Ausgewählter Text:
Denunziation Homosexueller Hamburg 1937

Die Denunziation Homosexueller (nicht nur) während der NS-Zeit hatte willfährige Helfer – Denunzianten gab es zahlreich …

„Ein Großteil der Verurteilungen wegen homosexueller Handlungen ging auf Denunziationen zurück“

bemerkt die ‚KZ-Gedenkstätte Neuengamme“ (‚Homosexuelle Häftlinge im KZ Neuengamme‘).

Und Stefan Micheler betont (in ‚Der Fall Heinrich Erich Starke ‚):

„Zählt man zu den Denunziationen Dritter jene Anzeigen von Männern hinzu, die von gleichgeschlechtlich orientierten Männern gefragt wurden, ob sie nicht mit ihnen schlafen wollten, und die nicht wirklich als deren ‚Opfer‘ anzusehen sind, scheint fast die Hälfte aller Ermittlungen auf Denunziationen zurückgegangen zu sein.“

Viele Hamburger Homosexuelle wurden nach ihrer Verhaftung in das KZ Neuengamme eingewiesen – auch sie oft aufgrund von Denunziation durch Nachbarn oder Kollegen:

„An die Geheime Staatspolitzei
Hamburg
Stadthaus

Wir machen Sie hiermit, auf das homosexuelle Treiben und das Zusammen-leben mit seinem freunde, wie Mann und Frau, des Herren Ladislaus Kaspersky aufmerksam. Wohnhaft in Hamm Sorbenstr. 14, arbeitet im Kurbad Esplanade. Wie wir erfuhren, wollen beide ins Ausland. Es liegt uns daran, dass selbe aus der Wohung und aus dem haus heraus kommen.

Aufgaben und Probleme:
**A)** Schreib aus dem ausgewählten Text die Stelle zwischen „Die Denunziation Homosexueller“ und „im KZ Neuengamme‘).“, beide Grenzen eingeschlossen, wortgetreu nieder.
**B)** Wie lautet der Satz „Wie wir erfuhren, wollen beide ins Ausland.“ aus dem ausgewählten Text auf Englisch?
Die Datensätze sind eigenständiges Material und haben mit dem Text nichts zu tun.

Gespeicherte Datensätze:
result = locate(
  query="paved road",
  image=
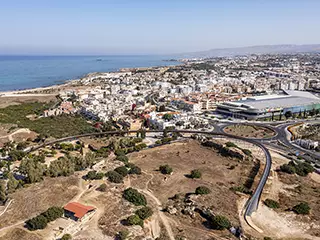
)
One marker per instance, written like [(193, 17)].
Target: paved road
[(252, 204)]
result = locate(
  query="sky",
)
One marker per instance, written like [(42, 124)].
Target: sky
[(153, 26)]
==
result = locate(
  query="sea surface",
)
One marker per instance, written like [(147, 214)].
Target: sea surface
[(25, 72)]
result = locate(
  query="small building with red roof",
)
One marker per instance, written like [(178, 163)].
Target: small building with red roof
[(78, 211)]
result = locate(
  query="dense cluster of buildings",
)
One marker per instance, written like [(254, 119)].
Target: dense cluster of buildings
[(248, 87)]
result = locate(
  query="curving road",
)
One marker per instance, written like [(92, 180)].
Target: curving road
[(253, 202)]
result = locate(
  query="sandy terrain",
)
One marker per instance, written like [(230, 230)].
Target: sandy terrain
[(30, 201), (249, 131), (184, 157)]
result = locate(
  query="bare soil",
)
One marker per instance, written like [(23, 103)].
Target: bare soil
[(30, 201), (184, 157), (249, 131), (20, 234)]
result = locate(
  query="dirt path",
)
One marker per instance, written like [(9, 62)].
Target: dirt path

Lösungen je Aufgabe:
**A)**
Die Denunziation Homosexueller (nicht nur) während der NS-Zeit hatte willfährige Helfer – Denunzianten gab es zahlreich …

„Ein Großteil der Verurteilungen wegen homosexueller Handlungen ging auf Denunziationen zurück“

bemerkt die ‚KZ-Gedenkstätte Neuengamme“ (‚Homosexuelle Häftlinge im KZ Neuengamme‘).

**B)** As we have learned, both of them want to go abroad.